_WHAT THE TASK REQUIRES_.
Can you rewrite the rows below as a Markdown table with two columns, Number for each row's position and Text for the row itself, leaving out any blank lines?

_DATA PROVIDED_.
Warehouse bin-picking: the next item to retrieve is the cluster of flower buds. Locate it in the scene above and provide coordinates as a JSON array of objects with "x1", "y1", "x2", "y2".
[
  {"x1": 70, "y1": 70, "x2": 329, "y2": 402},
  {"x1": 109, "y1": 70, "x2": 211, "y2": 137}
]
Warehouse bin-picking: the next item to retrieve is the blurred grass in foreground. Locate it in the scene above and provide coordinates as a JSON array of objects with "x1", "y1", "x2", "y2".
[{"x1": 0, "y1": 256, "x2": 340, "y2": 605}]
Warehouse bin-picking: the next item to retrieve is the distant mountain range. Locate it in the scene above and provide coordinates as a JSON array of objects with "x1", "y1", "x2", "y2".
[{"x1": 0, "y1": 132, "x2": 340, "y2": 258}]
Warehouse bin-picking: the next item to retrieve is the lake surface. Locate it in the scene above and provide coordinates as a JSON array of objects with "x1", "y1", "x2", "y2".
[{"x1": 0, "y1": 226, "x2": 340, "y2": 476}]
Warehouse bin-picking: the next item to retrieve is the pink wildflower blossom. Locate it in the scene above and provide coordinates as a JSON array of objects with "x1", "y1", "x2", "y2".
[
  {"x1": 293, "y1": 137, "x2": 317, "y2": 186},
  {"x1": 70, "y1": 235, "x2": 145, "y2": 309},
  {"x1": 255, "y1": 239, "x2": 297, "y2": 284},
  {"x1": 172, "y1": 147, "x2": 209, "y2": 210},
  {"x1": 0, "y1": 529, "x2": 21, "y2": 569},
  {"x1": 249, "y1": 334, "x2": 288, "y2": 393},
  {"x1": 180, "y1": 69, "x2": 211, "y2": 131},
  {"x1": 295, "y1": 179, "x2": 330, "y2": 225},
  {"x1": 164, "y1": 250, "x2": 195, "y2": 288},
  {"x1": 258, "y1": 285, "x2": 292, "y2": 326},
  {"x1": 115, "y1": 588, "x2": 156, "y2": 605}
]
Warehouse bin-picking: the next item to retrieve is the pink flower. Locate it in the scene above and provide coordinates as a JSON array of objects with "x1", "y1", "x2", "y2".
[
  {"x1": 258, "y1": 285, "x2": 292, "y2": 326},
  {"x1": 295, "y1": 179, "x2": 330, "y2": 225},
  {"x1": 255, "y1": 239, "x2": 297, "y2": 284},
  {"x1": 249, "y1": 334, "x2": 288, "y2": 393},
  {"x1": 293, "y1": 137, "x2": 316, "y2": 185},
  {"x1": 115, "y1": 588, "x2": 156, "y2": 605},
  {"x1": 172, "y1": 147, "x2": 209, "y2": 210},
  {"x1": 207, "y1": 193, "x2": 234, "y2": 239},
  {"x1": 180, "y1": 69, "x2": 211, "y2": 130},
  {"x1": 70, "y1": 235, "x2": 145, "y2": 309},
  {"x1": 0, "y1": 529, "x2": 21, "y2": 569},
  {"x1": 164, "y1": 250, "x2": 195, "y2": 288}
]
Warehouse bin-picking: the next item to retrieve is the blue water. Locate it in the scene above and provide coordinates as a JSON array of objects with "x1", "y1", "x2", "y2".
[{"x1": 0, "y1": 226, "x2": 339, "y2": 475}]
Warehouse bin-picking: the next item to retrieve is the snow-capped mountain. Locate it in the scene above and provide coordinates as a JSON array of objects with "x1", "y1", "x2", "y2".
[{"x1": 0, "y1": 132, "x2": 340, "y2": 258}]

_SOLUTION_.
| Number | Text |
|---|---|
| 1 | Warehouse bin-picking: the next item to retrieve is the cluster of flower buds. Locate it in the scene above and provide coordinates as a JSON array of objects with "x1", "y1", "x2", "y2". |
| 2 | [ |
| 3 |   {"x1": 70, "y1": 70, "x2": 329, "y2": 402}, |
| 4 |   {"x1": 109, "y1": 70, "x2": 211, "y2": 137} |
| 5 | ] |
| 6 | Warehouse bin-picking: the next item to retrieve is the blurred grass in foreground. Locate it in the scene above and provide coordinates as a JSON array of objects with "x1", "y1", "x2", "y2". |
| 7 | [{"x1": 0, "y1": 256, "x2": 340, "y2": 605}] |
| 8 | Warehouse bin-picking: the next item to retrieve is the distant mountain range. Locate it in the scene above and provide coordinates as a JSON array of objects with "x1", "y1", "x2", "y2". |
| 9 | [{"x1": 0, "y1": 132, "x2": 340, "y2": 258}] |
| 10 | Warehouse bin-picking: the next item to retrieve is the lake surface. Locate it in the scene above and provide coordinates as a JSON array of objects with "x1", "y1", "x2", "y2". |
| 11 | [{"x1": 0, "y1": 226, "x2": 340, "y2": 476}] |
| 12 | Warehouse bin-picking: the next item to retrieve is the pink wildflower blossom. Locate it in the scene above and provide coordinates as a JSON array of objects with "x1", "y1", "x2", "y2". |
| 13 | [ |
| 14 |   {"x1": 293, "y1": 137, "x2": 317, "y2": 186}, |
| 15 |   {"x1": 70, "y1": 235, "x2": 145, "y2": 309}, |
| 16 |   {"x1": 255, "y1": 239, "x2": 297, "y2": 284}, |
| 17 |   {"x1": 172, "y1": 147, "x2": 209, "y2": 210}, |
| 18 |   {"x1": 0, "y1": 529, "x2": 21, "y2": 569}, |
| 19 |   {"x1": 249, "y1": 334, "x2": 288, "y2": 393}, |
| 20 |   {"x1": 180, "y1": 69, "x2": 211, "y2": 131}, |
| 21 |   {"x1": 295, "y1": 179, "x2": 330, "y2": 225}, |
| 22 |   {"x1": 164, "y1": 250, "x2": 195, "y2": 288}, |
| 23 |   {"x1": 258, "y1": 285, "x2": 292, "y2": 326}, |
| 24 |   {"x1": 115, "y1": 588, "x2": 156, "y2": 605} |
| 25 | ] |
| 26 | Warehouse bin-picking: the next item to retrieve is the pink flower. Locate it in the scene above and provide coordinates as a JSON array of objects with "x1", "y1", "x2", "y2". |
| 27 | [ |
| 28 |   {"x1": 258, "y1": 285, "x2": 292, "y2": 326}, |
| 29 |   {"x1": 295, "y1": 179, "x2": 330, "y2": 225}, |
| 30 |   {"x1": 255, "y1": 239, "x2": 297, "y2": 284}, |
| 31 |   {"x1": 249, "y1": 334, "x2": 288, "y2": 393}, |
| 32 |   {"x1": 293, "y1": 137, "x2": 316, "y2": 185}, |
| 33 |   {"x1": 115, "y1": 588, "x2": 156, "y2": 605}, |
| 34 |   {"x1": 172, "y1": 147, "x2": 209, "y2": 210}, |
| 35 |   {"x1": 207, "y1": 193, "x2": 234, "y2": 239}, |
| 36 |   {"x1": 180, "y1": 69, "x2": 211, "y2": 130}, |
| 37 |   {"x1": 70, "y1": 235, "x2": 145, "y2": 309}, |
| 38 |   {"x1": 0, "y1": 529, "x2": 21, "y2": 569}, |
| 39 |   {"x1": 164, "y1": 250, "x2": 195, "y2": 288} |
| 40 | ] |
| 41 | Warehouse bin-picking: the next item to retrieve is the blue water. Locate it in the scene above and provide coordinates as a JSON array of objects with "x1", "y1", "x2", "y2". |
| 42 | [{"x1": 0, "y1": 226, "x2": 339, "y2": 475}] |
| 43 | Warehouse bin-picking: the next item to retrieve is the snow-capped mountain. Locate it in the scene above and provide coordinates as a JSON array of objects with "x1", "y1", "x2", "y2". |
| 44 | [{"x1": 0, "y1": 132, "x2": 340, "y2": 258}] |